* _Supplied records_:
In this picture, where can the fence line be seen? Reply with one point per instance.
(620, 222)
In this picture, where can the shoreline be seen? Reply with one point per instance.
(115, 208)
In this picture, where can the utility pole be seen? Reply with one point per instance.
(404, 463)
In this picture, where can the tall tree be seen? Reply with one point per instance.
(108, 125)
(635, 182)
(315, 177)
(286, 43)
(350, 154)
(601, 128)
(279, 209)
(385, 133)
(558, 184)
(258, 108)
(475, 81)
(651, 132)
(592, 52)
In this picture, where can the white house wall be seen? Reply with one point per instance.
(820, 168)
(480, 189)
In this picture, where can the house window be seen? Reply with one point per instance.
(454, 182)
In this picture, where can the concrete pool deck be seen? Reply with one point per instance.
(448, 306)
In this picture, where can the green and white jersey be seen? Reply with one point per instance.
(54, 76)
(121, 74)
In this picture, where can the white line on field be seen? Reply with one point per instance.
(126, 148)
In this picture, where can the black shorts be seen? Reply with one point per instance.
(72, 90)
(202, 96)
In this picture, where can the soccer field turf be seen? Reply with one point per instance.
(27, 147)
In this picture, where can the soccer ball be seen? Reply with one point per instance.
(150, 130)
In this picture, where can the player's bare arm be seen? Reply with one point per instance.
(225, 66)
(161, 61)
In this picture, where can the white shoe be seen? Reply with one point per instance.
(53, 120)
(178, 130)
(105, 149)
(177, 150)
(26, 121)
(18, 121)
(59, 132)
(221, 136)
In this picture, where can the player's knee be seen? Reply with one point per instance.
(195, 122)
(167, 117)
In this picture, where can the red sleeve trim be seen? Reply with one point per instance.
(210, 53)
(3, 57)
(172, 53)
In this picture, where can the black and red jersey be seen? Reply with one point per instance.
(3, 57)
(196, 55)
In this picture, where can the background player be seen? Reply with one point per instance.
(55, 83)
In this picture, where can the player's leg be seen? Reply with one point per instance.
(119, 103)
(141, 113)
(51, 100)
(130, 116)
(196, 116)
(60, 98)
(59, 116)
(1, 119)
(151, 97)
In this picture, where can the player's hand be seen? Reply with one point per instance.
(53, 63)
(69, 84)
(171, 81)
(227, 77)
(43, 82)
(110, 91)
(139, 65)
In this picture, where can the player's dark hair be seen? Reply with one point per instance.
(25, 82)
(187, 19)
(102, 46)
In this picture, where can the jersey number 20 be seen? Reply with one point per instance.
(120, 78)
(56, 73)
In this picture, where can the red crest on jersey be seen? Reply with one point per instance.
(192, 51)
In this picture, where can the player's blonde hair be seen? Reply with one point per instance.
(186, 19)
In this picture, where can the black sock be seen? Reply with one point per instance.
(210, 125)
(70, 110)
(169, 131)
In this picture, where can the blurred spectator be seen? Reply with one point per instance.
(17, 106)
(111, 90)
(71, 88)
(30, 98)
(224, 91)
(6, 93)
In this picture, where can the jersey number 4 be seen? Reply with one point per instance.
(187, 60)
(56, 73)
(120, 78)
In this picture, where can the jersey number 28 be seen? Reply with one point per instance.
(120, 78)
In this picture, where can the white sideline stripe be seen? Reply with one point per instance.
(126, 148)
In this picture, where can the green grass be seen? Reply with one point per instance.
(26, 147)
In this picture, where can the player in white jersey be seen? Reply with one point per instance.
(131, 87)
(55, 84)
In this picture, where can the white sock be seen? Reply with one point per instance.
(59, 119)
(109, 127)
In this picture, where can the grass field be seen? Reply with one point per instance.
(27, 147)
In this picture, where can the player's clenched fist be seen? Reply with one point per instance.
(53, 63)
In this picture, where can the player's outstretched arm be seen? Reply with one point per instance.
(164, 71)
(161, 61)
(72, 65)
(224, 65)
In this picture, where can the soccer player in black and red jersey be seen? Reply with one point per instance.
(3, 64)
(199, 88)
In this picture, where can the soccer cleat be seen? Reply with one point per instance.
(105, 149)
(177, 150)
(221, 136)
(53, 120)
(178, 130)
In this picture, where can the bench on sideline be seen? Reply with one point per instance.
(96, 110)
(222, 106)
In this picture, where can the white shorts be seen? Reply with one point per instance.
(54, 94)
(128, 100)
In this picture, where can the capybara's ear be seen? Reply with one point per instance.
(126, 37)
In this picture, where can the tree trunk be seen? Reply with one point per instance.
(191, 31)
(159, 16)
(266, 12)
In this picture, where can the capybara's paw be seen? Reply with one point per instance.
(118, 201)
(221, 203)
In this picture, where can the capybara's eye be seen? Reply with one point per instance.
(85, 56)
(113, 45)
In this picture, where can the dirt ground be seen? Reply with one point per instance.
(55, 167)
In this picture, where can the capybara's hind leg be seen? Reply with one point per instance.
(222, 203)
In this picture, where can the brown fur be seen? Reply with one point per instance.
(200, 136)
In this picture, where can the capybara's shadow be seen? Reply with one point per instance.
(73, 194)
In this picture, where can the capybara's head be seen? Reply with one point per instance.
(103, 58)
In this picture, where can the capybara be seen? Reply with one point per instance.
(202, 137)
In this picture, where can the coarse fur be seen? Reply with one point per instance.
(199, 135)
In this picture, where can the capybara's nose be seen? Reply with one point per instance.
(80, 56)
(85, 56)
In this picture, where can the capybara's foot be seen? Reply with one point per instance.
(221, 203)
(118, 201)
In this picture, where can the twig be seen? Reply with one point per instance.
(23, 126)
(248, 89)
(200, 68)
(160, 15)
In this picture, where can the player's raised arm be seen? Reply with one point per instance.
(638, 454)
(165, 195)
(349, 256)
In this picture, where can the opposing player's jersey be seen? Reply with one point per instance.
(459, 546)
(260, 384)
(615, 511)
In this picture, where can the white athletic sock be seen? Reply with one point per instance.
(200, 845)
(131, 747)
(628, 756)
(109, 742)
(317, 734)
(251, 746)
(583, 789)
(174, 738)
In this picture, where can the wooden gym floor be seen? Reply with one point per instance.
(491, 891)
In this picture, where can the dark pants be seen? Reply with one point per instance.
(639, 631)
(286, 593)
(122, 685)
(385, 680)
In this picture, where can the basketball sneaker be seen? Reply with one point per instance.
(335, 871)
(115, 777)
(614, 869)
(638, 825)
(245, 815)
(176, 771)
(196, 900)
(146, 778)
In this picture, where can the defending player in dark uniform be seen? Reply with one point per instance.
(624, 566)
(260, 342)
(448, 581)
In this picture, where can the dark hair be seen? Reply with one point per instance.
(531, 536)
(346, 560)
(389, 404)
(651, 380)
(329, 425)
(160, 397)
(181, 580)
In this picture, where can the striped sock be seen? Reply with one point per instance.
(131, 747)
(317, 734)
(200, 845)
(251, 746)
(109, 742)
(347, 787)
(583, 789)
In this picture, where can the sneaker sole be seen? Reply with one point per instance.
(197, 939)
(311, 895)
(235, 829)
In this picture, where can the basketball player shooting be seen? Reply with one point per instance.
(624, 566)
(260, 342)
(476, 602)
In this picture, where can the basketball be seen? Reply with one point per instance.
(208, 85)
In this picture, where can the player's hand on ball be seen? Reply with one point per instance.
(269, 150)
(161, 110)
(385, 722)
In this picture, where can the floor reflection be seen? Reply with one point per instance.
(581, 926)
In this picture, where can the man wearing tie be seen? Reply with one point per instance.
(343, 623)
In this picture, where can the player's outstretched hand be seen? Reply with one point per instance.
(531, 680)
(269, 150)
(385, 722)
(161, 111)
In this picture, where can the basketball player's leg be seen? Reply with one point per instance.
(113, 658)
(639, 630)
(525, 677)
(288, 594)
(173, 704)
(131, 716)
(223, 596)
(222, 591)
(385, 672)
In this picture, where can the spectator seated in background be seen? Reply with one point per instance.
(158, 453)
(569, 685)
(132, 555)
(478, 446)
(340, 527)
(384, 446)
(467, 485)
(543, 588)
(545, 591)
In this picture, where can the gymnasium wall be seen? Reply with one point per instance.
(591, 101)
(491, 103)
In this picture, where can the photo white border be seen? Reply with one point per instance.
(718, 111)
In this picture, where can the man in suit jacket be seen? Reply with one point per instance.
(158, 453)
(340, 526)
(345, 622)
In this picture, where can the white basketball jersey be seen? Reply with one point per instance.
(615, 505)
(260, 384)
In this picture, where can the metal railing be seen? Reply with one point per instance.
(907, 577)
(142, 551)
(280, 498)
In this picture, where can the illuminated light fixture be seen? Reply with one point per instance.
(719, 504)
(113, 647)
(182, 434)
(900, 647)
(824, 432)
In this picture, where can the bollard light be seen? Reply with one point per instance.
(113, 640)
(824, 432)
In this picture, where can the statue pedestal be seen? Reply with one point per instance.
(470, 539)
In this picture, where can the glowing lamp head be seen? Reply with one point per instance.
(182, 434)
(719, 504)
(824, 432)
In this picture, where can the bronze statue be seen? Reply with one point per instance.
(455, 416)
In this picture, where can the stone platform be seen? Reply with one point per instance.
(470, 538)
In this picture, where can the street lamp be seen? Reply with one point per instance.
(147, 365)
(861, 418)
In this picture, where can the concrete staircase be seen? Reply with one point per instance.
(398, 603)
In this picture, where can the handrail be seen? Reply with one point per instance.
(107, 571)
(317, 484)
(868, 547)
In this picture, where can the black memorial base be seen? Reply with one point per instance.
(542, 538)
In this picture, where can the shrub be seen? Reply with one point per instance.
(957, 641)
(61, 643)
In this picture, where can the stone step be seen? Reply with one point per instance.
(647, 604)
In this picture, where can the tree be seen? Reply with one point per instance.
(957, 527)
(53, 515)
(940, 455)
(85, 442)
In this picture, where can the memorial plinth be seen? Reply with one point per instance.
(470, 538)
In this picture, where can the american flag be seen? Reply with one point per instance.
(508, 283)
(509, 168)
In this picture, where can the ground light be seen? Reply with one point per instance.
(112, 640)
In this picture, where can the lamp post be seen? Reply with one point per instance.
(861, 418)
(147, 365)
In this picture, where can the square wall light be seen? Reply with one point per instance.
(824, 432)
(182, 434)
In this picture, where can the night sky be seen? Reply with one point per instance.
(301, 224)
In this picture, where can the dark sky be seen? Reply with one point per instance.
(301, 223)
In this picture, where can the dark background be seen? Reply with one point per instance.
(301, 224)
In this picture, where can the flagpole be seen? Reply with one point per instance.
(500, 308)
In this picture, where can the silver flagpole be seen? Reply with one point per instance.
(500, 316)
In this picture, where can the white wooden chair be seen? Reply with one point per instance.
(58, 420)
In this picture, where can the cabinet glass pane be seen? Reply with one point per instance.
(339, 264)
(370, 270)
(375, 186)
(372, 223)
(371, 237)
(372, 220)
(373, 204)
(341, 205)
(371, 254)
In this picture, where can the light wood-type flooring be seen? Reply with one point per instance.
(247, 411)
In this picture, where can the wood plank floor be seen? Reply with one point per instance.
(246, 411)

* _Required task_: Rewrite the entries above from the line containing "In this picture, where can the flagpole" through the end of the entries, inclusive. Keep every request line unchanged, and increase each coordinate in the answers by 23.

* _Result for this exercise_:
In this picture, where can the flagpole be seen? Reply with one point per instance.
(523, 331)
In this picture, where can the silver flagpole be seen? Reply with one point per instance.
(523, 339)
In this picture, where can the white wooden chair be seen? Reply with one point per instance.
(81, 443)
In this picture, where can the cabinet glass pane be seen? Reply with one point per instance.
(362, 287)
(393, 293)
(398, 209)
(395, 246)
(394, 260)
(395, 243)
(396, 227)
(364, 228)
(394, 277)
In this picture, where can the light wood-type flooring be seen? Reply with one point per instance.
(270, 434)
In this picture, where can the wood plank floor be seen? Reply with one point per instance.
(269, 434)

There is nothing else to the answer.